Assigned task
Within the material below, count every line with the string "handle". Give no more than the number.

======== Exercise data

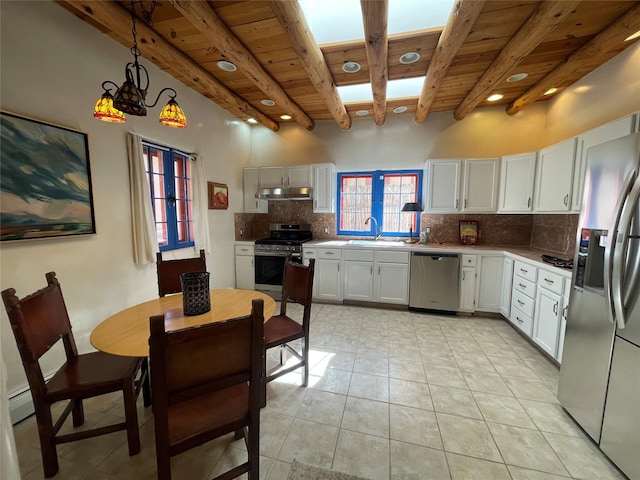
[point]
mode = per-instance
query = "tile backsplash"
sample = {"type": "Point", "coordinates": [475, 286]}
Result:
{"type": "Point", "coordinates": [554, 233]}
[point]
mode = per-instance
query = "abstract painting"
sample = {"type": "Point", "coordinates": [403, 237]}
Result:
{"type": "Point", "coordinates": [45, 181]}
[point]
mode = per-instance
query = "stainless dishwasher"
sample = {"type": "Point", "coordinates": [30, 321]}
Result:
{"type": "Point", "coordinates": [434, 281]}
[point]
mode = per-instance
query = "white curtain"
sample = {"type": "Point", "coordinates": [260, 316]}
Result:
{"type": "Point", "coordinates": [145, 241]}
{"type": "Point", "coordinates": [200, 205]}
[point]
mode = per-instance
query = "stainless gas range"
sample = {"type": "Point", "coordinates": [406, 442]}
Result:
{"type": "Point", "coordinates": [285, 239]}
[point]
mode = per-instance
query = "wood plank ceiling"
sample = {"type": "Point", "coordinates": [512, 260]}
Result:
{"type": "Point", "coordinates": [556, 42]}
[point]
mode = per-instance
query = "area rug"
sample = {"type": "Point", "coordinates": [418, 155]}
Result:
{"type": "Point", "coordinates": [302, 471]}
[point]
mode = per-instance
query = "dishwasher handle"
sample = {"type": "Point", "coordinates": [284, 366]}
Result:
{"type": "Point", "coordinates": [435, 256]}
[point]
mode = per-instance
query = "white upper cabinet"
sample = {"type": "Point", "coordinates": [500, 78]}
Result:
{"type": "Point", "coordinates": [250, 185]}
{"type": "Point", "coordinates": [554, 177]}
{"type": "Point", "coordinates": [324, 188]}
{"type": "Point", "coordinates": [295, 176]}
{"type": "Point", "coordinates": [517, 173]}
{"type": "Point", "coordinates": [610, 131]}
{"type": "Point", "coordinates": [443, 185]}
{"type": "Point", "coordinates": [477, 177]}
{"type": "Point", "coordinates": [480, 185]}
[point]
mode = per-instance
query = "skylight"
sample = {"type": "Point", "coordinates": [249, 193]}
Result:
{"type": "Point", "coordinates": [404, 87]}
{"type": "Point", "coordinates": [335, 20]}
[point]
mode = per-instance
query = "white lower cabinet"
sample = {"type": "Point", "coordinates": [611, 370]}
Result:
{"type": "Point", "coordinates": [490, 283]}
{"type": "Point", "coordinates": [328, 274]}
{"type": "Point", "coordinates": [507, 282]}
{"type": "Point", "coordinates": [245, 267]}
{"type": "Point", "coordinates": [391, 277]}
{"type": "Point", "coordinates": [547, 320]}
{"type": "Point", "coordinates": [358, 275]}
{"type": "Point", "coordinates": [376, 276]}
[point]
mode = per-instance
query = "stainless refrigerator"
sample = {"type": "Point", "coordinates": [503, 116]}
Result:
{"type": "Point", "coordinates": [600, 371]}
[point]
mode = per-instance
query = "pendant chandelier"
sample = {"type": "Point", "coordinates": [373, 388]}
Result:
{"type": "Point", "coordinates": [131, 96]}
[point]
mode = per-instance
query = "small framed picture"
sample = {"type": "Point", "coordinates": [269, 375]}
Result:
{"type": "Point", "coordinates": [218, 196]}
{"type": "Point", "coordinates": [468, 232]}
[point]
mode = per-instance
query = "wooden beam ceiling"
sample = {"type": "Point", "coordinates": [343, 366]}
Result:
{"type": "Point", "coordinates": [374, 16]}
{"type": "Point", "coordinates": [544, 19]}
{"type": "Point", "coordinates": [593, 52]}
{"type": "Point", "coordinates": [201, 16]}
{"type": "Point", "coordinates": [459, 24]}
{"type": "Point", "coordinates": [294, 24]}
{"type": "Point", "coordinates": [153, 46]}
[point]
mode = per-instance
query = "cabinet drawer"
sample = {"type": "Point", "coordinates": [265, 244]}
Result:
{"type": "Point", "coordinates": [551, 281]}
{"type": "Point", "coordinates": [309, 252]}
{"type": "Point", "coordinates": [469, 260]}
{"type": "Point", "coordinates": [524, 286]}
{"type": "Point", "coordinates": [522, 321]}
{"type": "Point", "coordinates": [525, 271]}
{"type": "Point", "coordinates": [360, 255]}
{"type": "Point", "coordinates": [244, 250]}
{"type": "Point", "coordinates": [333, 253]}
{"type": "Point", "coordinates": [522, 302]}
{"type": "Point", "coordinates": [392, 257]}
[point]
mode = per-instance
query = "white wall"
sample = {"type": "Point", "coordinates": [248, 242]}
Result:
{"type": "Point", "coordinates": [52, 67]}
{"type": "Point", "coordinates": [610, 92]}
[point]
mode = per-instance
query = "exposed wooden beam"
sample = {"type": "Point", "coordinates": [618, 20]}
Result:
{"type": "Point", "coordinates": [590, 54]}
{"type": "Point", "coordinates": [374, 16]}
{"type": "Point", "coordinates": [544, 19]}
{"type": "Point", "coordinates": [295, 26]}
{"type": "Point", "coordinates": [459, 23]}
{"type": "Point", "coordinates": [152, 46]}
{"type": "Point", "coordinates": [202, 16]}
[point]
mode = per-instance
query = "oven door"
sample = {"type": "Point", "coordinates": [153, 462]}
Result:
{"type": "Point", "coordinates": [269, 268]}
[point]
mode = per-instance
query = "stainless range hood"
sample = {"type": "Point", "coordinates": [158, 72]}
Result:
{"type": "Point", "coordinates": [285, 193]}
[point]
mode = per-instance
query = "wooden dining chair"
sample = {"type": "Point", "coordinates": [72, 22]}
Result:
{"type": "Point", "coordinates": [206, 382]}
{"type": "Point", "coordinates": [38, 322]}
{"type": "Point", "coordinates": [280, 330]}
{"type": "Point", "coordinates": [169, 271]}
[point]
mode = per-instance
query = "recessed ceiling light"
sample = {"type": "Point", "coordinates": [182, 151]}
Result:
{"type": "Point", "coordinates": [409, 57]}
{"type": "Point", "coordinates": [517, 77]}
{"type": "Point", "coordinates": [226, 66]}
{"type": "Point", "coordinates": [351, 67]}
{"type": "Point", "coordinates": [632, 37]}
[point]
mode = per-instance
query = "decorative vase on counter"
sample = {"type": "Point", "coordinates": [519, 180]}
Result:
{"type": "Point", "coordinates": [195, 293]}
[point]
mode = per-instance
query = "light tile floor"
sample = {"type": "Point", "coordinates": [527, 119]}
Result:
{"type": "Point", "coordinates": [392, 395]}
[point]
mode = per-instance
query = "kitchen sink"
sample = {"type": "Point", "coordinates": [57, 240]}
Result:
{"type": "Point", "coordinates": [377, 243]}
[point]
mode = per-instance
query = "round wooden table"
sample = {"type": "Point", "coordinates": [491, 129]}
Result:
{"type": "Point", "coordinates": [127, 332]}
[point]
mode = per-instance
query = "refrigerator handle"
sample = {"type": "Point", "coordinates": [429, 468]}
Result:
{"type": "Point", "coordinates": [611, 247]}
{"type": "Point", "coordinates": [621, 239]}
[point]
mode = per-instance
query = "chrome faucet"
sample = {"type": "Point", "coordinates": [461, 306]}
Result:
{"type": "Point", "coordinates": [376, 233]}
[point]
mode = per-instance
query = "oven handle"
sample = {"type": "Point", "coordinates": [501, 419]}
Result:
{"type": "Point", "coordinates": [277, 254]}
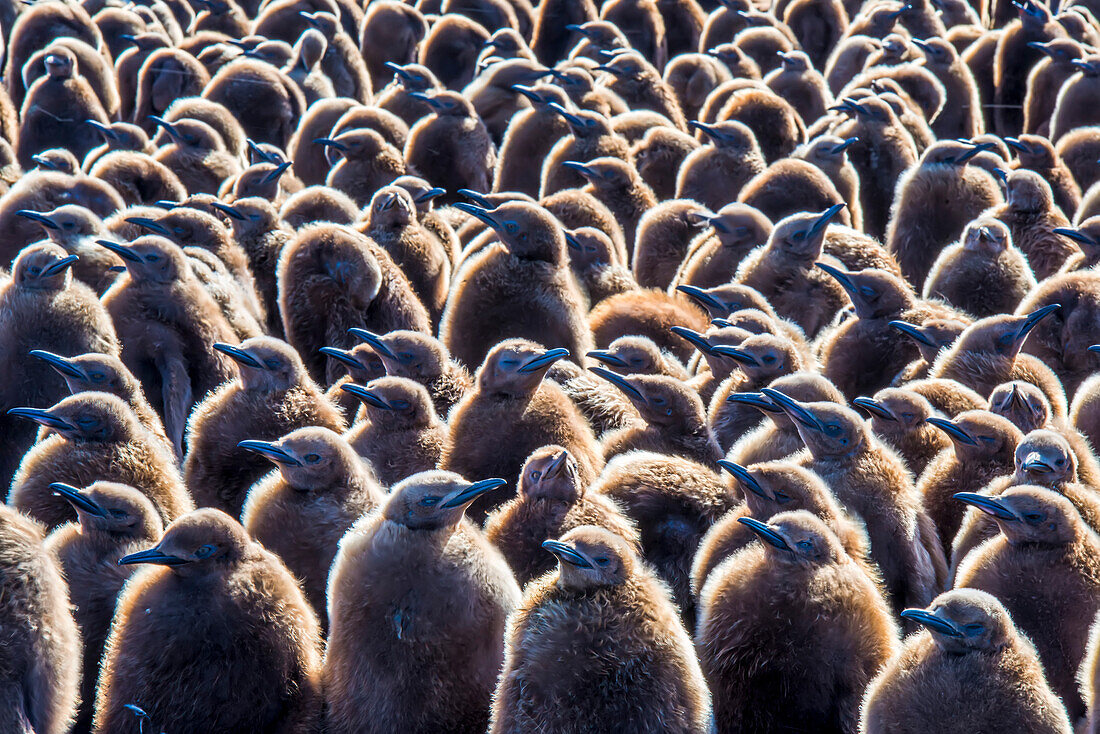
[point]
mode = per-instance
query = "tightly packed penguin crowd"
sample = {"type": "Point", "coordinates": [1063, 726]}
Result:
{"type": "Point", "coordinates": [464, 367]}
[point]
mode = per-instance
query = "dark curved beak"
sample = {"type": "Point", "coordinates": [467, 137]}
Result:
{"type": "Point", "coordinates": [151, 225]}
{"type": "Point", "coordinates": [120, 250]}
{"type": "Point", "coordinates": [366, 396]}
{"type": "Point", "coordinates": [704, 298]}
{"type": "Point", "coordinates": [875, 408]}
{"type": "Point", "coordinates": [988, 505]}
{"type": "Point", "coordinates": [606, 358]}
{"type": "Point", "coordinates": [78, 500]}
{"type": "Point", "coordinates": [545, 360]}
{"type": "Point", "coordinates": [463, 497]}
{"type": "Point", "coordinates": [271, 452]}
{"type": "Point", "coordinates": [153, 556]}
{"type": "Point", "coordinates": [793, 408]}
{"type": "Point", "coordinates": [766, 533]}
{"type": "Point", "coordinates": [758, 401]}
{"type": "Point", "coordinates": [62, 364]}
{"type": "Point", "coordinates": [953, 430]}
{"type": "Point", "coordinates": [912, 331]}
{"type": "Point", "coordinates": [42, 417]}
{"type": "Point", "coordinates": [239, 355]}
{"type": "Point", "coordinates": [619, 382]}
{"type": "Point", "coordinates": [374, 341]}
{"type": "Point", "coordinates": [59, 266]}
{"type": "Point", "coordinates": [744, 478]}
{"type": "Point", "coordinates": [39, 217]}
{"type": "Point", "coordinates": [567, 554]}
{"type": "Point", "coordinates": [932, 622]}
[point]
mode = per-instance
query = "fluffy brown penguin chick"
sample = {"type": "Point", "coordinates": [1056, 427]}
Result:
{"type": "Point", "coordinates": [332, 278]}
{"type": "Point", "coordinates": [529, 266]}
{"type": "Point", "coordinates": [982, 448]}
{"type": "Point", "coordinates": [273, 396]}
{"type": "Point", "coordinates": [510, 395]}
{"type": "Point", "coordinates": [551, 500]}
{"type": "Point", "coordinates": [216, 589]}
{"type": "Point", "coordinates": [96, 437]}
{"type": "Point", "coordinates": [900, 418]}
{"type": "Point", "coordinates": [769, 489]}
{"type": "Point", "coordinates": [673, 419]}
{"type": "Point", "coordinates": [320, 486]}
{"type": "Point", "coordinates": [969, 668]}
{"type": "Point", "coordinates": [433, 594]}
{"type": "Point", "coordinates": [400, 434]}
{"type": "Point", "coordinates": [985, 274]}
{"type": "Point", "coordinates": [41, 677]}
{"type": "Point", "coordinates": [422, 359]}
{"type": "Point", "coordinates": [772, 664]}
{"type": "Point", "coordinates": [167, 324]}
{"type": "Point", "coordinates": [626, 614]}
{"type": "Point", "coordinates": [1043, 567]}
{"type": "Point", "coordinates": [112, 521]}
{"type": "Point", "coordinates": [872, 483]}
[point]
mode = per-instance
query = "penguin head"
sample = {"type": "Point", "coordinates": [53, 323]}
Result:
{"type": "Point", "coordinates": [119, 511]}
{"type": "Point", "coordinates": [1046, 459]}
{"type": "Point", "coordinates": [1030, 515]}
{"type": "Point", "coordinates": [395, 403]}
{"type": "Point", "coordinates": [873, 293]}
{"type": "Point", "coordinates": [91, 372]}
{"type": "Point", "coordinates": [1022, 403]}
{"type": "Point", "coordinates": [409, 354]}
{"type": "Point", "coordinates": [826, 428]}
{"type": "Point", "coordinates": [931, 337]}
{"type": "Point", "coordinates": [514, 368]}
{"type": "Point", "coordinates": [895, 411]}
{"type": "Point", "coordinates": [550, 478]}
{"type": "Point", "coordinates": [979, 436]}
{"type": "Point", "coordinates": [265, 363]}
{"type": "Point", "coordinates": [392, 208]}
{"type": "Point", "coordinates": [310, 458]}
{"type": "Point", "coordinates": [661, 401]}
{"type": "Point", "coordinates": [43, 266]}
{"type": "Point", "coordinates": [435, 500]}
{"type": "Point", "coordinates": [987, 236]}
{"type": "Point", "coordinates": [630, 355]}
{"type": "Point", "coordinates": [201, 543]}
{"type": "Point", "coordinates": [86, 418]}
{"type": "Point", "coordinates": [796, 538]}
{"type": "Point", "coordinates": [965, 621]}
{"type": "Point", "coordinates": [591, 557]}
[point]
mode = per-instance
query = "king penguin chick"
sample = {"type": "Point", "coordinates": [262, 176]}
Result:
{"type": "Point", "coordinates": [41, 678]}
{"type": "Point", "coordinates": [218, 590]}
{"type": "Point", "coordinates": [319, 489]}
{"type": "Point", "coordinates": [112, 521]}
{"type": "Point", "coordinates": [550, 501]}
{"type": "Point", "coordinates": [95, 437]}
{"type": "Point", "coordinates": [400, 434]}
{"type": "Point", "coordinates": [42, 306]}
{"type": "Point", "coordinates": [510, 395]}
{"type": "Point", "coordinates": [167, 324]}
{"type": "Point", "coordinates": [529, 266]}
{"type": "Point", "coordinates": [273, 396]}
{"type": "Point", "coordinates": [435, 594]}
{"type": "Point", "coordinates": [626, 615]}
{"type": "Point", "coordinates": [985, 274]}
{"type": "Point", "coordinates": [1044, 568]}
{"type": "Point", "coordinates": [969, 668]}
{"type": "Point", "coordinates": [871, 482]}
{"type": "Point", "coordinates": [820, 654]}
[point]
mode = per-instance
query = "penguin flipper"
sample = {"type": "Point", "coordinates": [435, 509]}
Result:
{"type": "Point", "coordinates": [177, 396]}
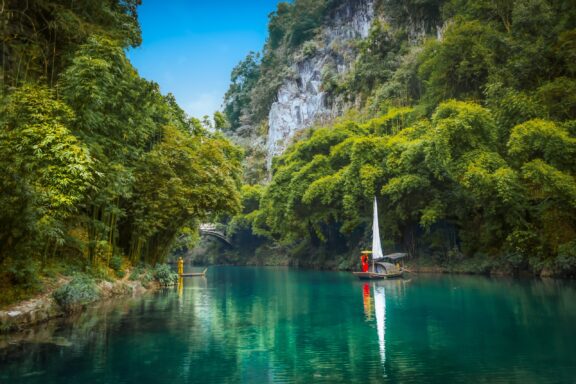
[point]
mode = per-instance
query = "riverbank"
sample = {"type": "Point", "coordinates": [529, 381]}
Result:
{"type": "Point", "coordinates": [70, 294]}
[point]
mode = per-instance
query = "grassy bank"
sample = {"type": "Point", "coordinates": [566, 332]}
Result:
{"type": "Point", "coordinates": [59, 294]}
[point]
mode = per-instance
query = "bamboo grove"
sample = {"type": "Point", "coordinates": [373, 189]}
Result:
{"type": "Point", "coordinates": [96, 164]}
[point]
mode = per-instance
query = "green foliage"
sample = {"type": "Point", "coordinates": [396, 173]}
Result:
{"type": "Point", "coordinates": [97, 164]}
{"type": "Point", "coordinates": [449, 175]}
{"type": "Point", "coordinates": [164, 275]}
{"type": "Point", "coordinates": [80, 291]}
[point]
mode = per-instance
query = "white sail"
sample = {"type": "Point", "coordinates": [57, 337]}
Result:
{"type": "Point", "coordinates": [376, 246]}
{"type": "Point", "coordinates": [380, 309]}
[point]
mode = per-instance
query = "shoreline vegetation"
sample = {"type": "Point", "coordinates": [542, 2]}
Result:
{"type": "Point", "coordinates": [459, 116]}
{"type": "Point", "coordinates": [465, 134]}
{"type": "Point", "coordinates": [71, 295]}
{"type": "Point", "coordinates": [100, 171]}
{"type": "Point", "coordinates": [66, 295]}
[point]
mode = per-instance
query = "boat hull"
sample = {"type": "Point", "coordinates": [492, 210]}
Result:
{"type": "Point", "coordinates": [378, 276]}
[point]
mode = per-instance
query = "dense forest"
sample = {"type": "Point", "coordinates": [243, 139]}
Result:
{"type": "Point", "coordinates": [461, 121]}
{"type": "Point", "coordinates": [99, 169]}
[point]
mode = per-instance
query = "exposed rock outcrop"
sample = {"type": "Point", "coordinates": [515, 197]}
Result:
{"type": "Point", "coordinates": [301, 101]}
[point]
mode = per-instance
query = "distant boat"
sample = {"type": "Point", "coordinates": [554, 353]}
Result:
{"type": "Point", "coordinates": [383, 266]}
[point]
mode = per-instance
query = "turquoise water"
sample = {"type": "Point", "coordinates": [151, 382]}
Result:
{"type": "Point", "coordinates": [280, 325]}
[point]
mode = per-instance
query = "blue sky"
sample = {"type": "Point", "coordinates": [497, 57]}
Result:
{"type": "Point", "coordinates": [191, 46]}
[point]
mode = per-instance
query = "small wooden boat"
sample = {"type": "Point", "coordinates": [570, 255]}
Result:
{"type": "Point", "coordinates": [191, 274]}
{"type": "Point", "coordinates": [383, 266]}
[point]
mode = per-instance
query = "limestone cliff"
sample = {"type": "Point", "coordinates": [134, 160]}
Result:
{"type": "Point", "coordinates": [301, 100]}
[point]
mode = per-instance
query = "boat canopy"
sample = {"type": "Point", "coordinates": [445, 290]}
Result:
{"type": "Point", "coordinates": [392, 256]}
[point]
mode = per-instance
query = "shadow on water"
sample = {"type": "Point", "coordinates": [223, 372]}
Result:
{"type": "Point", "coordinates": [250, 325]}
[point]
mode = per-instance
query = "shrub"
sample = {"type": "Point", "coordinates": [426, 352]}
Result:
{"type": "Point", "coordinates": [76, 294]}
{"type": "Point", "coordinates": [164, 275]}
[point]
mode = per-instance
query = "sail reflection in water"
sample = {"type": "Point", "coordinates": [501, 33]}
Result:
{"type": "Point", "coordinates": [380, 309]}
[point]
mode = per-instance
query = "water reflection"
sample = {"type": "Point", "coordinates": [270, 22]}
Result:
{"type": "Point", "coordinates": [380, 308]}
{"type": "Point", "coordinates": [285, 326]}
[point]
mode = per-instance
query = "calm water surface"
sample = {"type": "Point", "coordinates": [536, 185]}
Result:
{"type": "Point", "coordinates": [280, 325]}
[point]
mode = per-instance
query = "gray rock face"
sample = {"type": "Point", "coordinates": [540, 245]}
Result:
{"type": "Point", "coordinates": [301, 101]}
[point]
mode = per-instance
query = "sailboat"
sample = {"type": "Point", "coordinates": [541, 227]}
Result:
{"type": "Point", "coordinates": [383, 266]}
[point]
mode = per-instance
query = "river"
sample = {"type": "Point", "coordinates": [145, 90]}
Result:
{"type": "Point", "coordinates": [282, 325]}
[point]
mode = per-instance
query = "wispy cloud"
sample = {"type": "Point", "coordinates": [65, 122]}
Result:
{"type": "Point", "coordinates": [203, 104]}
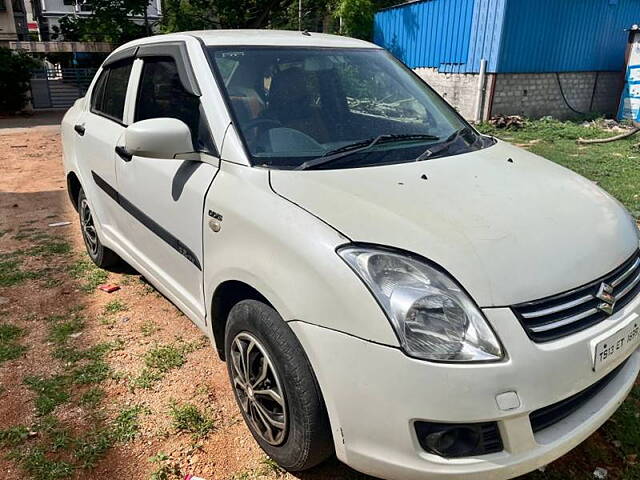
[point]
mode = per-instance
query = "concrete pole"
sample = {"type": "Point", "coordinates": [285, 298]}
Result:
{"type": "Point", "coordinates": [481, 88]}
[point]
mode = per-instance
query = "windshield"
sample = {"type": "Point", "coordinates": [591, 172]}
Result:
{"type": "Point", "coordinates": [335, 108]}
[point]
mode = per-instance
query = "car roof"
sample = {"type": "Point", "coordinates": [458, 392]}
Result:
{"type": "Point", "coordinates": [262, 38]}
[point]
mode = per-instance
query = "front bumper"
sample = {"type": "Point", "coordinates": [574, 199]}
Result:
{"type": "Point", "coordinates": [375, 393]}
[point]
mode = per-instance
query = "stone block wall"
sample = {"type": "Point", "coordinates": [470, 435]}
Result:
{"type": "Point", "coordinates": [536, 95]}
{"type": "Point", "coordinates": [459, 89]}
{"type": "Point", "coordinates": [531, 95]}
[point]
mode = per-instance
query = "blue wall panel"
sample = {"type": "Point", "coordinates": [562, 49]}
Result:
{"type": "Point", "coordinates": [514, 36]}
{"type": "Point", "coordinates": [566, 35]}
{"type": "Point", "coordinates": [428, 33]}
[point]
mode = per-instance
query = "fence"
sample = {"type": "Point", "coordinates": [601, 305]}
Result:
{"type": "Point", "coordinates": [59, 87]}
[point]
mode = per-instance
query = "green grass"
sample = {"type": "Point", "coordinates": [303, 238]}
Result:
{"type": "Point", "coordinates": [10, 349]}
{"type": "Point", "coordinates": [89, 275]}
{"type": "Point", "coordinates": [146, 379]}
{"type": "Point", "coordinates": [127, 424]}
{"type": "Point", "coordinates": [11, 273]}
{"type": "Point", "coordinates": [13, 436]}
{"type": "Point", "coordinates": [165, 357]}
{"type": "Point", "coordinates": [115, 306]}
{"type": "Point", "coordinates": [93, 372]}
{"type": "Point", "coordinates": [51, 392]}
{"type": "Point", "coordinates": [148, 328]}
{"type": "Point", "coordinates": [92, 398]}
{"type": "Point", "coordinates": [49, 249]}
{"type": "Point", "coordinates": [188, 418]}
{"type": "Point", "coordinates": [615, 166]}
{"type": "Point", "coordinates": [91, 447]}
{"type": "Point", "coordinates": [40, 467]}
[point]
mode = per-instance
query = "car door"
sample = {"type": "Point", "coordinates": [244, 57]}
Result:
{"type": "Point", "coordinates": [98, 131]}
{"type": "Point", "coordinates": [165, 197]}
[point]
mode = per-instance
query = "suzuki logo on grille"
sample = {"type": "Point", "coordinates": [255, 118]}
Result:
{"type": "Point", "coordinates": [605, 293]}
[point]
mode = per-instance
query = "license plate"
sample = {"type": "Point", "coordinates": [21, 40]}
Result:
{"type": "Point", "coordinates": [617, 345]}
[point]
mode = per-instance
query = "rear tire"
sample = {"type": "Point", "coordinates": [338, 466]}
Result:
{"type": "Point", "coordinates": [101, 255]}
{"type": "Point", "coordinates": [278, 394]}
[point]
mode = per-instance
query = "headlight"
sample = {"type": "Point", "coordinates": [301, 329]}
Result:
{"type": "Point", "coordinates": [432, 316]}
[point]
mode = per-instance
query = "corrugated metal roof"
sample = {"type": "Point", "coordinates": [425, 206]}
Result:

================

Reply to the exercise
3